### YOUR OBJECTIVE
From the records below, copy out every line that contains the word "metal".

### DATASET EXCERPTS
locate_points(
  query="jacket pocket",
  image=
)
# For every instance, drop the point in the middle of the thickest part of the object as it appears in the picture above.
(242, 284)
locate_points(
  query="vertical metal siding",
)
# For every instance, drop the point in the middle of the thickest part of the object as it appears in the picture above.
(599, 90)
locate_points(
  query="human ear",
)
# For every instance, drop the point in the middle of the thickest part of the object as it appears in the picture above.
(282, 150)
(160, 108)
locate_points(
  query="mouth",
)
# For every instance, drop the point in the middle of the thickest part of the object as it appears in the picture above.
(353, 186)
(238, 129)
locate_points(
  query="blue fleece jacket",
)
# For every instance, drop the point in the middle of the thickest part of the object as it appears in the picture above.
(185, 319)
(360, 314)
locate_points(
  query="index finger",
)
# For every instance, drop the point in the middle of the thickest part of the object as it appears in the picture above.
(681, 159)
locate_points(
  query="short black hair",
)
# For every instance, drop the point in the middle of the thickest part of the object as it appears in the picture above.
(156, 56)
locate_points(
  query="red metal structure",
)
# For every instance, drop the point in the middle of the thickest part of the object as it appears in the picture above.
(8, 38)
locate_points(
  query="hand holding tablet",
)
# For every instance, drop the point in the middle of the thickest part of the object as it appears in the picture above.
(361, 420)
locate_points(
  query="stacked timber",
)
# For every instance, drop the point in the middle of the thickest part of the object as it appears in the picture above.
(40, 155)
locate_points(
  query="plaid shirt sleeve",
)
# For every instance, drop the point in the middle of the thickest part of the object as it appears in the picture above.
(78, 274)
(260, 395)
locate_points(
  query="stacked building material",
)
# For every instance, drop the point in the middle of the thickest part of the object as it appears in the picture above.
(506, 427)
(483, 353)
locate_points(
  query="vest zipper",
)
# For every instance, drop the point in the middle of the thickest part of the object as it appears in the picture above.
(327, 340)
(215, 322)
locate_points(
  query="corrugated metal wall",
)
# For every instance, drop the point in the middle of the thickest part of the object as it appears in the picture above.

### EXPECTED ANSWER
  query="vertical metal siding",
  query="red metal structure",
  query="corrugated metal wall",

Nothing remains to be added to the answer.